Work item:
Reproduce all of the records word for word, omitting the pictures.

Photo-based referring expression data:
◆ ◆ ◆ ◆

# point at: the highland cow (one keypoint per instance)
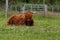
(21, 19)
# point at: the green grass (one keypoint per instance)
(45, 28)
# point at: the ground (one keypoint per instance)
(45, 28)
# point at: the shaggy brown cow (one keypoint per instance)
(28, 16)
(17, 20)
(21, 19)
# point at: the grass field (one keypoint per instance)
(45, 28)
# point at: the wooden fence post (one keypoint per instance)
(45, 10)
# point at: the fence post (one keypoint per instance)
(52, 9)
(45, 10)
(6, 8)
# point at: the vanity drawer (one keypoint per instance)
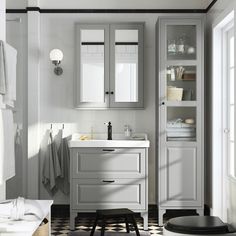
(90, 194)
(108, 162)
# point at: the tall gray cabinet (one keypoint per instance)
(180, 114)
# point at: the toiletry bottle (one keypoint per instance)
(127, 131)
(109, 131)
(172, 75)
(168, 73)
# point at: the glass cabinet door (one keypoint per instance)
(180, 80)
(126, 84)
(92, 49)
(181, 42)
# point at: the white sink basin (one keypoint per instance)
(138, 141)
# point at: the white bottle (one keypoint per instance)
(172, 74)
(127, 131)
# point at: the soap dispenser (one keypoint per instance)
(109, 130)
(127, 131)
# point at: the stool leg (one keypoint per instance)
(127, 224)
(103, 227)
(94, 226)
(135, 225)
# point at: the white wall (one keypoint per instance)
(56, 93)
(17, 30)
(215, 15)
(2, 37)
(121, 4)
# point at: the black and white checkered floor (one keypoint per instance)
(60, 226)
(84, 222)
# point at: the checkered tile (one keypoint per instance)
(84, 222)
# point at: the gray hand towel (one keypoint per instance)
(2, 70)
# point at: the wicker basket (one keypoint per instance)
(43, 229)
(174, 94)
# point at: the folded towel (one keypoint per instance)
(7, 150)
(20, 208)
(10, 66)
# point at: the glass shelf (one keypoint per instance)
(181, 42)
(181, 83)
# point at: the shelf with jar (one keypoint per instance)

◆ ◆ ◆ ◆

Response:
# point at: the highland cow (one keypoint per instance)
(21, 19)
# point at: the green grass (one keypoint per instance)
(45, 28)
# point at: the ground (one keypoint per instance)
(45, 28)
# point at: the shaggy brown cow (one keypoint per instance)
(28, 16)
(17, 20)
(21, 19)
# point at: the grass field (one keypoint per instance)
(45, 28)
# point at: the wooden fence post (one keypoint per instance)
(45, 10)
# point at: the fence post (one keypoint per instance)
(52, 9)
(45, 10)
(6, 8)
# point at: the vanity drawer (one keypoint per instance)
(90, 194)
(108, 162)
# point at: the tall gray cabinet (one keypoint per instance)
(180, 114)
# point at: the toiletry bottle (one keypoint per instance)
(127, 131)
(109, 131)
(172, 75)
(168, 73)
# point at: the glass cabinet door (one keypoint per instance)
(180, 80)
(126, 84)
(92, 49)
(181, 42)
# point at: the white sink basin (one keypoint per instance)
(138, 141)
# point at: the white bottle (one keypoint per instance)
(172, 74)
(127, 131)
# point at: the soap dispenser (one keypoint per instance)
(109, 130)
(127, 131)
# point at: the stool leg (one keypoint per instance)
(127, 224)
(103, 227)
(94, 226)
(135, 225)
# point at: the white wall (one keypoint per instance)
(56, 93)
(17, 30)
(215, 15)
(2, 37)
(121, 4)
# point at: the black and white checkered floor (one keypoint per instance)
(60, 226)
(84, 222)
# point at: the checkered tile (one keypoint per instance)
(84, 222)
# point at: the gray hand towel (one keypoint per instance)
(2, 70)
# point at: the wicker basket (one keypoint per instance)
(43, 229)
(174, 94)
# point at: the folded towel (one keypoint per instance)
(7, 150)
(20, 208)
(10, 66)
# point at: the glass shelf (one keypoint per instance)
(181, 42)
(181, 83)
# point at: the shelf with jar (one keypoint per instance)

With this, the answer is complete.